Job:
Swap each "Player-tracking tagging" in the records below for "Object tagging" and write the records out again with nothing else changed. Leave out the pictures.

>> Start

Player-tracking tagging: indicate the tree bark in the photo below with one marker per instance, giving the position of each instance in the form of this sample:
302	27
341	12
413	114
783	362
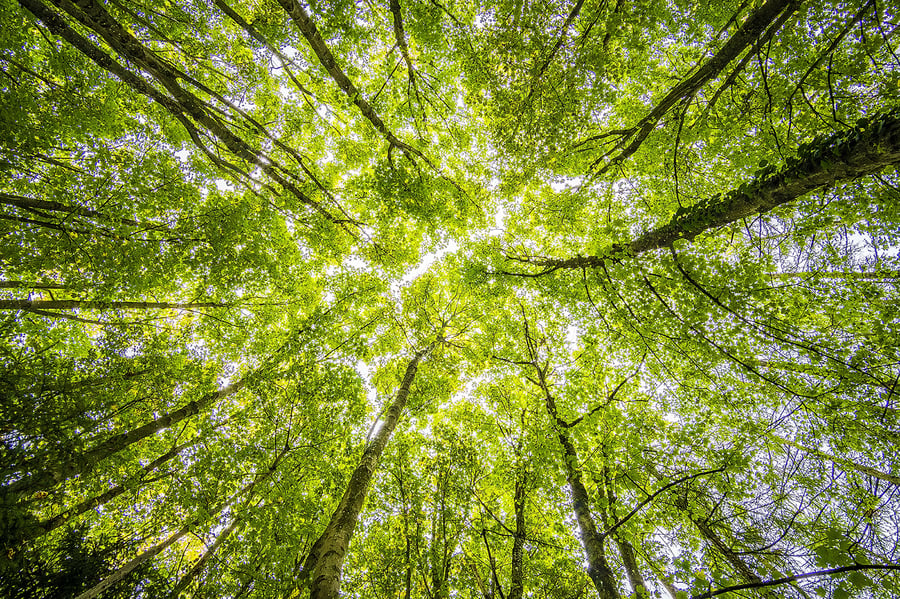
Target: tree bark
191	574
849	464
750	31
324	564
326	58
100	305
851	154
598	568
87	461
181	104
52	206
517	572
155	550
55	522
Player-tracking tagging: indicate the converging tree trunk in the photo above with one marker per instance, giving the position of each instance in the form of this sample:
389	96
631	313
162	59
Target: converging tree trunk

>> End

Full output:
Object tagging: indicate the tree bark in the photo below with one marker per instance, giving the position of each instance in the form of this sample:
302	27
341	12
413	114
783	362
Target: tree bark
191	574
849	464
750	31
324	564
326	58
100	305
851	154
598	568
87	461
181	104
52	206
517	572
155	550
55	522
Object tagging: indicate the converging tree trunk in the photo above with one marker per instance, giving the position of each instance in the form of this sample:
389	96
631	313
162	59
Target: converging tree trunk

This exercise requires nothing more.